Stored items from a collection

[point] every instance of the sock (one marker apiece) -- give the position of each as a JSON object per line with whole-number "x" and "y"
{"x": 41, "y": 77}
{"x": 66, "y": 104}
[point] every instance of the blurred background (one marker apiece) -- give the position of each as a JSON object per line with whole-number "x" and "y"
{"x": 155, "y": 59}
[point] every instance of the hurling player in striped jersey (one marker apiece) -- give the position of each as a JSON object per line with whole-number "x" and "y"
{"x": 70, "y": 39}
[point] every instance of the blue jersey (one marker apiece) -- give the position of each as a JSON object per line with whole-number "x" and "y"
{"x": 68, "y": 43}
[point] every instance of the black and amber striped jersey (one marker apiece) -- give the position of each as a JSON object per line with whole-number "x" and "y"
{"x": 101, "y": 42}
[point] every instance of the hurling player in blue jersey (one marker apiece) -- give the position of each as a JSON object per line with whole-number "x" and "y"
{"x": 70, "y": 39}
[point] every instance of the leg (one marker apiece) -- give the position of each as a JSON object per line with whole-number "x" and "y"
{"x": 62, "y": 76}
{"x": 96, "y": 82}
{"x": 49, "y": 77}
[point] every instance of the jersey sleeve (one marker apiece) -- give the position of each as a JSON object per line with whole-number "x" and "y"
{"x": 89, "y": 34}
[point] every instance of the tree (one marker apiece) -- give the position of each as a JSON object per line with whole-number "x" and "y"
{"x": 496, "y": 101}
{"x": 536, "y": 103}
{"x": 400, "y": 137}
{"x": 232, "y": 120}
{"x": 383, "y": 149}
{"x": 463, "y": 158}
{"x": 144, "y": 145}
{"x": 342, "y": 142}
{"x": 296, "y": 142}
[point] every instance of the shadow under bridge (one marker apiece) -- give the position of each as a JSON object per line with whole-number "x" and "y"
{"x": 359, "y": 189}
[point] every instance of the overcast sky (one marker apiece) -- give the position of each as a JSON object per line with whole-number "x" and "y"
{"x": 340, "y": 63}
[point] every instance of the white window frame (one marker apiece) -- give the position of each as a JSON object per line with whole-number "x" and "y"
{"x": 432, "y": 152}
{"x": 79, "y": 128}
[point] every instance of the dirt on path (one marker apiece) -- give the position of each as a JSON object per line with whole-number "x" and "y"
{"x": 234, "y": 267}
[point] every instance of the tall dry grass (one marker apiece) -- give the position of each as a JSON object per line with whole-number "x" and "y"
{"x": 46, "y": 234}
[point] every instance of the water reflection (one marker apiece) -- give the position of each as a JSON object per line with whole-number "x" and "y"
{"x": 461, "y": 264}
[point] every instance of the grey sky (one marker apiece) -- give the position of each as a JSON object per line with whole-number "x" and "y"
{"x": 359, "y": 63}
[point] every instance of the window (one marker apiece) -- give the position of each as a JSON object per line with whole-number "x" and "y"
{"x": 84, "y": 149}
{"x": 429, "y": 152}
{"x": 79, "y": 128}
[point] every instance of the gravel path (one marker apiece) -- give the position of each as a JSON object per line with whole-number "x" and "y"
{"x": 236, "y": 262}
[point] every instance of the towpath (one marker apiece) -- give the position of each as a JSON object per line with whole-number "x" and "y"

**Task to carry out**
Nothing in the data may be left out; copy every line exactly.

**Solution for this problem**
[point] every instance of the sock (one marker apiece) -- give the position of each as a JSON object per line with whole-number "x" and "y"
{"x": 41, "y": 77}
{"x": 66, "y": 104}
[point] every instance of the blurred background (one marker apiece) -- give the position of each as a JSON object per line with whole-number "x" and "y"
{"x": 155, "y": 59}
[point] every instance of the hurling player in striped jersey (one marker apiece) -- give the position of each as a JSON object per line with whole-number "x" and "y"
{"x": 70, "y": 39}
[point] every instance of the blue jersey (one marker apiece) -- give the position of each as a JSON object per line with whole-number "x" and "y"
{"x": 68, "y": 43}
[point] every instance of the black and amber striped jersey (one marker apiece) -- give the position of each as a JSON object per line with whole-number "x" and "y"
{"x": 101, "y": 42}
[point] every instance of the hurling player in blue jersey (one marker apiece) -- give the position of each as a JSON object per line with whole-number "x" and "y"
{"x": 70, "y": 39}
[point] every instance of the leg (one marker apiece) -- give the position of each as a JSON object per line with whole-number "x" and "y"
{"x": 62, "y": 76}
{"x": 96, "y": 82}
{"x": 49, "y": 77}
[point] every instance of the jersey sleeve (one marker apiece) -- give the position of each as a JSON object per line with whole-number "x" and "y"
{"x": 89, "y": 34}
[point] every instance of the tree (one marker apiece) -- give the position of each as a JSON object per line with whole-number "x" and "y"
{"x": 496, "y": 101}
{"x": 536, "y": 103}
{"x": 400, "y": 137}
{"x": 232, "y": 120}
{"x": 383, "y": 149}
{"x": 463, "y": 158}
{"x": 144, "y": 145}
{"x": 342, "y": 142}
{"x": 296, "y": 142}
[point] every instance of the shadow under bridge (one marker apiece) -- give the position of each as a JSON object per line with whole-number "x" and "y"
{"x": 359, "y": 189}
[point] every instance of the overcast sky (one marker apiece) -- give the position of each as a JSON object per line with whole-number "x" and "y"
{"x": 340, "y": 63}
[point] every instance of the white window frame (one marker apiece) -- give the position of each as a JSON object per line with whole-number "x" and "y"
{"x": 432, "y": 152}
{"x": 79, "y": 128}
[point] every instance of the dirt on path (one marker apiece) -- give the position of each as a JSON object per line with whole-number "x" and "y"
{"x": 234, "y": 267}
[point] every instance of the tall dry grass (one marker apiece) -- give the position of each as a JSON object per line with whole-number "x" and "y"
{"x": 46, "y": 234}
[point] every instance of the water reflection (one marker apiece) -- give the position of each as a JSON object per line with whole-number "x" and "y"
{"x": 461, "y": 264}
[point] every instance of the grey sky (one marker apiece) -- give the position of each as a JSON object per line with whole-number "x" and "y"
{"x": 359, "y": 63}
[point] every instance of the window (one marker apiece) -- give the position of each as a JSON object per line with whole-number "x" and "y"
{"x": 84, "y": 149}
{"x": 429, "y": 152}
{"x": 79, "y": 128}
[point] every instance of the gravel path (one marker apiece) -- give the position of each as a JSON object per line with whole-number "x" and "y"
{"x": 236, "y": 262}
[point] every instance of the towpath (one marker apiece) -- give the position of each as a JSON object per line with whole-number "x" and "y"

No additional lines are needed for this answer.